> **SHORT TASK**
Revise all of the material below so that "pick out" becomes "mark" everywhere it appears, with nothing else changed. Leave the pictures out of your answer.

> **DATA TO USE**

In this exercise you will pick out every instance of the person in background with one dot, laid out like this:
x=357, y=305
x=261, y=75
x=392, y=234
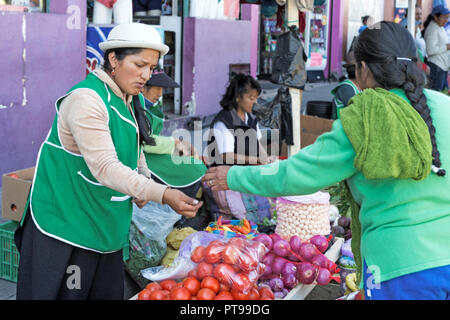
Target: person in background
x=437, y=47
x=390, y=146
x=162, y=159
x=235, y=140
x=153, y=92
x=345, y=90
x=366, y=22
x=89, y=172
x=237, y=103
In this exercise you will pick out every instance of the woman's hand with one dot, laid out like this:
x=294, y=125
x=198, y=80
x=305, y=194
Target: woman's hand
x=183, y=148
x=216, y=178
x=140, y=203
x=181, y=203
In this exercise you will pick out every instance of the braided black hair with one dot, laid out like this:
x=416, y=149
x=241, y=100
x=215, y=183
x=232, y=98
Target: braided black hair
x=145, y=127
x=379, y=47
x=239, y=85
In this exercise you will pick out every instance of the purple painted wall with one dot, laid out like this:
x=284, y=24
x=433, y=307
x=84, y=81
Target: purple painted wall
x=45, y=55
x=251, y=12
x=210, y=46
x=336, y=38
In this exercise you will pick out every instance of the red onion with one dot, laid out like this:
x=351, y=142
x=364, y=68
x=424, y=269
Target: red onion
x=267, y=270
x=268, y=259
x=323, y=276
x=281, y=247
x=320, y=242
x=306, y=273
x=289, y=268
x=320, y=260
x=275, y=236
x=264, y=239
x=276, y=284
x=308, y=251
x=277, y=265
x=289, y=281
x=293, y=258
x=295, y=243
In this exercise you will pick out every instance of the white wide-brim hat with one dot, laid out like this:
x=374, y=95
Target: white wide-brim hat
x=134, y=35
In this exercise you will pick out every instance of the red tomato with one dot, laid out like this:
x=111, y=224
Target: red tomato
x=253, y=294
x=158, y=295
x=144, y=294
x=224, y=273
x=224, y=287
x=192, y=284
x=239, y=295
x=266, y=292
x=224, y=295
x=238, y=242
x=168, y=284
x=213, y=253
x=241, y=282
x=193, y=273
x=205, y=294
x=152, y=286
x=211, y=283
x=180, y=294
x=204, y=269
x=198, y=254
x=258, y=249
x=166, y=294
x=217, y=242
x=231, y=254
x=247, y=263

> **OUTPUT FOR THIS TASK**
In this exercise you will mark every instance of the person in background with one dot, laid out like this:
x=357, y=305
x=261, y=75
x=392, y=234
Target: person in background
x=437, y=47
x=390, y=146
x=162, y=159
x=235, y=140
x=153, y=92
x=345, y=90
x=366, y=22
x=89, y=172
x=237, y=103
In this exercise you will mark every instance of the woman's hand with one dot, laid out like this:
x=294, y=125
x=198, y=80
x=305, y=194
Target: woman's hand
x=183, y=148
x=216, y=178
x=140, y=203
x=181, y=203
In this exercise you will mark every instance of the braided black hair with one dot, laid out like this:
x=416, y=149
x=241, y=100
x=215, y=183
x=232, y=98
Target: braided black hair
x=145, y=127
x=379, y=47
x=239, y=85
In this exercise you will mark every instance of the purple painted wall with one dot, laid out like this:
x=284, y=24
x=433, y=307
x=84, y=81
Target: purple painted wall
x=45, y=55
x=251, y=12
x=210, y=46
x=336, y=38
In this exercise you will mark every instance of the red onion with one dot, laid out like this:
x=351, y=142
x=364, y=68
x=424, y=269
Target: red onion
x=267, y=270
x=268, y=259
x=323, y=276
x=281, y=247
x=320, y=242
x=306, y=273
x=289, y=268
x=320, y=260
x=275, y=236
x=264, y=239
x=276, y=284
x=308, y=251
x=277, y=265
x=289, y=281
x=293, y=258
x=295, y=243
In this exercise you will mark every instance of the white wide-brim hat with one dot, laid out like this:
x=374, y=95
Target: white wide-brim hat
x=134, y=35
In this exercise you will mark every instance of the red tomato with one dot, laid out like this:
x=111, y=224
Target: red tomato
x=253, y=294
x=158, y=295
x=144, y=294
x=224, y=273
x=224, y=287
x=192, y=284
x=239, y=295
x=266, y=292
x=224, y=295
x=238, y=242
x=168, y=284
x=213, y=253
x=241, y=282
x=193, y=273
x=205, y=294
x=152, y=286
x=211, y=283
x=180, y=294
x=204, y=269
x=198, y=254
x=258, y=249
x=166, y=294
x=217, y=242
x=231, y=254
x=247, y=263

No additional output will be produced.